▶ WHAT TO DO:
Please pick up the editorial below on charity and philanthropy in Canada and continue it from its last sentence.

▶ EXERCISE PASSAGE:
<<<<

When The Philanthropist was launched a year ago this fall it was with the intention that a vehicle of some kind was needed for an informed and constructive critique of the charitable and philanthropic scene in Canada. This need has been echoed by our readers; the Committee is most appreciative of the many letters of encouragement and offers of assistance it has received. Naturally there are those who doubt that the curtain of secrecy which veils the activities of charitable institutions in Canada can be penetrated short of some form of government intervention. Indeed, among charitable foundations themselves there are many who are persuaded to conceal even their existence as if on the ancient premise that to have someone know your name is to empower them to call you to account.
There are, however, encouraging signs that a genuine dialogue has begun. The colloquium held at the Guild Inn which is reported on in this issue was a significant exchange of views and information among a variety of people bound by a common concern for the most effective application of charitable funds. The articles in this and succeeding issues reveal a common theme namely the need for legislative reform which, when it comes, will be the more enlightened if those who are familiar with the field are prepared to influence its development.
The current interest in reviewing the field of charity no doubt stems in part from the new forms of social concern that are manifested in the activities of the modern humane state. Tax dollars are now being funnelled into support of the underprivileged and the helpless on a national scale. Government money is also being made available in a variety of areas of medical and scientific research. The private sector is anxious to avoid duplication and gaps- duplication with each other as well as with government, and gaps because each proceeds on the uninformed assumption that the other is active in a particular sphere. Communication and consultation among charitable institutions and between representatives of charitable institutions and government at various levels might help to provide an answer to some of these problems.

>>>>

▶ DATA EXTRACT:
<<<<

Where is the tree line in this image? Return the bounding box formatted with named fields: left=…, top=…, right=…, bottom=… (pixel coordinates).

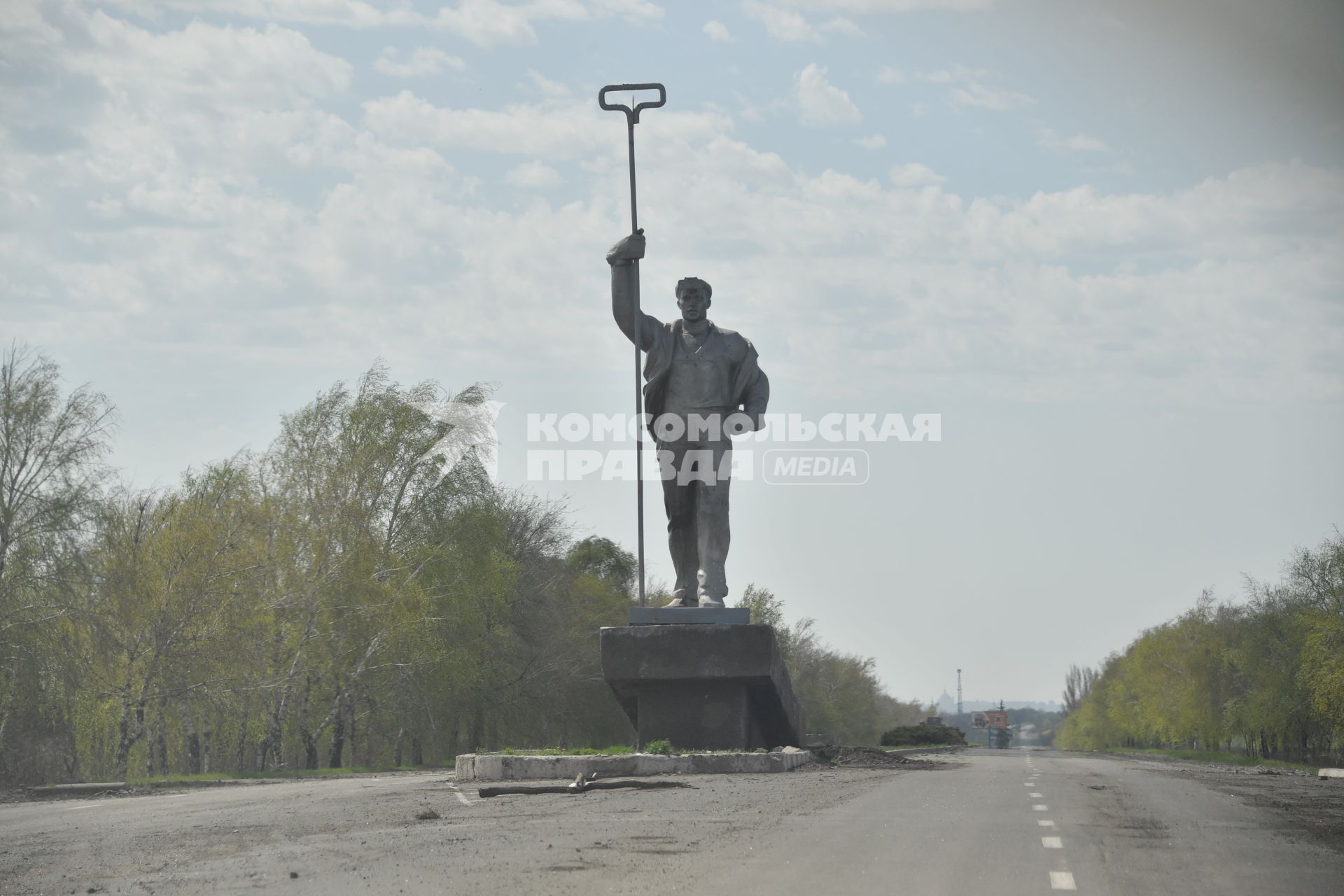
left=1055, top=531, right=1344, bottom=762
left=0, top=344, right=918, bottom=783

>>>>

▶ YOUR RESPONSE:
Most of us acknowledge a role for government and a role for private philanthropy but the time is propitious for charitable institutions and those who support them to delineate with greater precision the particular role of private philanthropy. Are there some things that fall within the proper ambit of government responsibility and others that government might better leave alone? What policy considerations are relevant to such a determination? Should government, for example, use tax dollars to support what one panelist at the Conference at the Guild Inn called “the growing edge of knowledge” or is this a role more appropriate to the charitable foundation? Would you be surprised by an allegation that today it is governments which by and large are innovative in the projects they sponsor, and charitable foundations which are conservative and cautious and tied to traditional patterns? It is hoped that we can explore this in greater detail in future issues of The Philanthropist.
The emphasis today is on being contemporary and “with it” but sometimes it serves a useful purpose to recall the wisdom of people in other times and other places. With this in mind we have included in this issue the eight degrees of charity from the teachings of Rabbi Moses Ben Maimonides in 1135 A.D. In the realm of human aspiration and motivation there is apparently not much new under the sun. The eighth and highest rung of his hierarchy of brotherly concern could be a quotation from an editorial in today’s press. In any age man’s best instincts are easily articulated and readily acknowledged; it is in their application that resides the challenge to our ingenuity and it is to this end that we must bend our will.